Dataset
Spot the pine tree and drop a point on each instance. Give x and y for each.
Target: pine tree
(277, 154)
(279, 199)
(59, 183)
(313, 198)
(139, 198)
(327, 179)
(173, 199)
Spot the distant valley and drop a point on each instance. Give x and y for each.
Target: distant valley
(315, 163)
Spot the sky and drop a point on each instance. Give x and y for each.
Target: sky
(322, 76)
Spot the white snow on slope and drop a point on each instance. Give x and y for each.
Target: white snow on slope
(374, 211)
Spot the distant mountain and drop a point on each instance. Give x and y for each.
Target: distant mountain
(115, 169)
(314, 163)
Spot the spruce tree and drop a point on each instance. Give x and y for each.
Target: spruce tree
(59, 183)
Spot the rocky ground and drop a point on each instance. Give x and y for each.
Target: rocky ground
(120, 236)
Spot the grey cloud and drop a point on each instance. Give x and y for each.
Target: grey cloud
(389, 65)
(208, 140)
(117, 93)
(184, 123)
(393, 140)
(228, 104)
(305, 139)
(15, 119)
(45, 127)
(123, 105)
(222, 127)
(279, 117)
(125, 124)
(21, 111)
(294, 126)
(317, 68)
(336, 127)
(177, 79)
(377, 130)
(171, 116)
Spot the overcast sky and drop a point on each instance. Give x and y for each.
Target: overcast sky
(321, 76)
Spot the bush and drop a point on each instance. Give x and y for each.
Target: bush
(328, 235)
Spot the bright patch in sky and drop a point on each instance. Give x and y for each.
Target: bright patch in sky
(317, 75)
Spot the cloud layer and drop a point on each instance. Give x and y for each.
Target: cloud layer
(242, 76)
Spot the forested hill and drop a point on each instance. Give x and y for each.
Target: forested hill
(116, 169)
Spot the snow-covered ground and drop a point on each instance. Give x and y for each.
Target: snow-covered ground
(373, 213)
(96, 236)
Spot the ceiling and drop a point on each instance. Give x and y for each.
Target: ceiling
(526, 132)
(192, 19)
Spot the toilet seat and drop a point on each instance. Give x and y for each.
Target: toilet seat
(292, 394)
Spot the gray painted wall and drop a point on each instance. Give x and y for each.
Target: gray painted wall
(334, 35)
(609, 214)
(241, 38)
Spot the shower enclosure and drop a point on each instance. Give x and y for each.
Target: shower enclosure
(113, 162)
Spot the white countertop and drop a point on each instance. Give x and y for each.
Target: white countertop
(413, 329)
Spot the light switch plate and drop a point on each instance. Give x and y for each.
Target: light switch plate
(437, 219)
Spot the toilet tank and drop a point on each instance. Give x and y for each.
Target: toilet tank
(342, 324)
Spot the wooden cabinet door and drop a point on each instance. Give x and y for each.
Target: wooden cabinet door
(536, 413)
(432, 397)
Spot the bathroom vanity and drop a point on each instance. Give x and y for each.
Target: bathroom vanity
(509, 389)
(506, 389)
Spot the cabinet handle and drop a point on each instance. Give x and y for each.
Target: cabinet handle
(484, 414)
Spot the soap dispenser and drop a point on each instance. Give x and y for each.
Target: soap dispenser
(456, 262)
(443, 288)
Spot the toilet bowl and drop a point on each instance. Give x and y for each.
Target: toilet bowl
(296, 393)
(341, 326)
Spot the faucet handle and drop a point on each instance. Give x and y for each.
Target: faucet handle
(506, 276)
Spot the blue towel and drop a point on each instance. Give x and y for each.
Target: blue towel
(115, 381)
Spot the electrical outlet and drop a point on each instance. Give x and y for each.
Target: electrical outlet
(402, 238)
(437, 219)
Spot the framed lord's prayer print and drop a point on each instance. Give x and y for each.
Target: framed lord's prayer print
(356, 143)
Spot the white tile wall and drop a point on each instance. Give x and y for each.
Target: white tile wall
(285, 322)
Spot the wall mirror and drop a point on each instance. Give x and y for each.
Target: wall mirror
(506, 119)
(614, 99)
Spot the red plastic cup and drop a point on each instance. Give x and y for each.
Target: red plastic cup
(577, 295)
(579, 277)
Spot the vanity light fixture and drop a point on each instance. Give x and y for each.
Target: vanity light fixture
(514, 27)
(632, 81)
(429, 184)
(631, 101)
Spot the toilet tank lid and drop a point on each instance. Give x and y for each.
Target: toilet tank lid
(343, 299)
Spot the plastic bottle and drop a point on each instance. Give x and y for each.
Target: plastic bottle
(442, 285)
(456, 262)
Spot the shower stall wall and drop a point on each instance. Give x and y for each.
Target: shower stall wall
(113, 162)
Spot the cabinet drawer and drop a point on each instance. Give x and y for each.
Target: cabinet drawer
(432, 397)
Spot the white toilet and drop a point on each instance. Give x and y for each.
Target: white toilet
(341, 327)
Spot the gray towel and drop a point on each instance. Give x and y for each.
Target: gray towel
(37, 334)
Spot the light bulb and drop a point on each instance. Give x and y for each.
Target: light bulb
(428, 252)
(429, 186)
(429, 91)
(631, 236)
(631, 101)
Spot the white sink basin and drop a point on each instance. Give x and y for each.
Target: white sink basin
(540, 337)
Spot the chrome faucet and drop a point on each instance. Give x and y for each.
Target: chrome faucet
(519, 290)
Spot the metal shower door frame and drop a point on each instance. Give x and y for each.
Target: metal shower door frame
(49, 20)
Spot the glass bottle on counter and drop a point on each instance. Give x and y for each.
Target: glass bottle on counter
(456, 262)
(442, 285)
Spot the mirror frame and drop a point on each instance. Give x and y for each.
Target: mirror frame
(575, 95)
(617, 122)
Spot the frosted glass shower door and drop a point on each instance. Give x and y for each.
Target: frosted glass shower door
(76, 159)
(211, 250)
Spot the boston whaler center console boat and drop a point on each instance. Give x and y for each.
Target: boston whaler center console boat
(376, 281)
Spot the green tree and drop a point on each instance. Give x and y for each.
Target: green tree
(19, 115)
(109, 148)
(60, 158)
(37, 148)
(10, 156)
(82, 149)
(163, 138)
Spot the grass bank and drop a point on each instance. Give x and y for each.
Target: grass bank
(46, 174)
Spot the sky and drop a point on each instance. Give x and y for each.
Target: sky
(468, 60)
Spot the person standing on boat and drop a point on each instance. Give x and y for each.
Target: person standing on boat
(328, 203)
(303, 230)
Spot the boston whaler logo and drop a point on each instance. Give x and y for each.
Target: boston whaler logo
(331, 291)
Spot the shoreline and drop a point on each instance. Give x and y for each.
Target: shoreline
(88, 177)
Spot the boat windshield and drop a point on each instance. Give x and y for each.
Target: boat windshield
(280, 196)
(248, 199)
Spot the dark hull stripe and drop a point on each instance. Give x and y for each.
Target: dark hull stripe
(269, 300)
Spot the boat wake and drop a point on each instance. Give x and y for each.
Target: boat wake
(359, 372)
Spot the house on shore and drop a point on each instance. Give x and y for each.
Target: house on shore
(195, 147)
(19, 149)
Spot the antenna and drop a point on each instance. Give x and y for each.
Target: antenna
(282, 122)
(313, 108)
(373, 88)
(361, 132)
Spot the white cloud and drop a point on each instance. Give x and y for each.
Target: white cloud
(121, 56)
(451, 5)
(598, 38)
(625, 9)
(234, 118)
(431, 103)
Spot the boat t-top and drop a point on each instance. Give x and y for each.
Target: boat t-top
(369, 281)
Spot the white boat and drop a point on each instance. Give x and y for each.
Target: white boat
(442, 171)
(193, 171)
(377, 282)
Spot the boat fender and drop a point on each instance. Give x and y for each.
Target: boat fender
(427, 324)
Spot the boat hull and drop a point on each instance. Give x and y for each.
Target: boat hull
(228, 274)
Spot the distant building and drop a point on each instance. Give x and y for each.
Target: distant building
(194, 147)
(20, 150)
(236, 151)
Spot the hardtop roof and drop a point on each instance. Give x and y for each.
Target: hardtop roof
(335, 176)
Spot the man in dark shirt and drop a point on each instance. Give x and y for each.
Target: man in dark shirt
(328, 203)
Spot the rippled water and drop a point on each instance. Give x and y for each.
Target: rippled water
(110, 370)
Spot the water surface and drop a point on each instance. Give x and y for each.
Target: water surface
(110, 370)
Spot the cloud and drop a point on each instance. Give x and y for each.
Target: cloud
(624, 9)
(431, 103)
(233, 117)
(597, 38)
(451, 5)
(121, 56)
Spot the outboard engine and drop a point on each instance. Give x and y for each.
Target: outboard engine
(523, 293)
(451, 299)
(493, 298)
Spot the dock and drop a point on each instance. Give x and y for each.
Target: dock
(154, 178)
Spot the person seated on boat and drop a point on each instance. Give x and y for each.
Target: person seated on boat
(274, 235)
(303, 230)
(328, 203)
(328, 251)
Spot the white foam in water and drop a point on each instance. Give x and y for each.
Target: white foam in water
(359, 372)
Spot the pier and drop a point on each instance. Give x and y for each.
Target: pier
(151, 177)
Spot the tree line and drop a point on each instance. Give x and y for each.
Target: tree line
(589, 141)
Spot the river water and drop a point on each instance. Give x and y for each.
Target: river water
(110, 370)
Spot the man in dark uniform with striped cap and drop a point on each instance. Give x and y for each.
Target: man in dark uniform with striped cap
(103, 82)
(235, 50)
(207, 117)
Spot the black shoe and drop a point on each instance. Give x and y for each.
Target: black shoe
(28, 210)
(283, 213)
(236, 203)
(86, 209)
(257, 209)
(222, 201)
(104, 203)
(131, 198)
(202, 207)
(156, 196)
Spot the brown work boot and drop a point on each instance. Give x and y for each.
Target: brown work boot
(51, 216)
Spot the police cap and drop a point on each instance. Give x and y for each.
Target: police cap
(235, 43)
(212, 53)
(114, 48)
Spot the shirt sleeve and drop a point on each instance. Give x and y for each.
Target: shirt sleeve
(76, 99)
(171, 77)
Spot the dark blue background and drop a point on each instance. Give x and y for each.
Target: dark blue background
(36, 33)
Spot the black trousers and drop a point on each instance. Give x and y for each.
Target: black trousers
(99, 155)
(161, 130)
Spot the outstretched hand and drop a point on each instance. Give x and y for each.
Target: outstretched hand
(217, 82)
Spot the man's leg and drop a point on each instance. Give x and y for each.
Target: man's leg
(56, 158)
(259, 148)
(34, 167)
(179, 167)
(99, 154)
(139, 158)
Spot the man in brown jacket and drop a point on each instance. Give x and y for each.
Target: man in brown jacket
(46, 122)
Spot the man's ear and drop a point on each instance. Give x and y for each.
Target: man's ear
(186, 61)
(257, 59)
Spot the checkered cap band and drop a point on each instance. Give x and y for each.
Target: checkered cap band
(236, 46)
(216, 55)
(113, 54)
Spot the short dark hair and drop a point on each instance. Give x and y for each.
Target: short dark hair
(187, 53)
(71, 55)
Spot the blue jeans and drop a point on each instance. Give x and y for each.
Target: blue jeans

Goal of the exercise
After locating the line with "Spot the blue towel" in the material above, return it and each line after it exactly, ending at the line with "Spot the wall".

Your solution
Spot the blue towel and drop a point on each instance. Give x and y for each.
Target: blue towel
(115, 381)
Spot the electrical outlet and drop a point on each instance. Give x and y for each.
Target: electrical outlet
(402, 238)
(437, 219)
Spot the framed lord's prayer print and drop a point on each instance. Give x and y for each.
Target: framed lord's prayer print
(356, 143)
Spot the white tile wall and drop a point on each instance. Give x and y for each.
Target: white tile wall
(285, 322)
Spot the wall mirror and drop a point on each instance. Give x and y for each.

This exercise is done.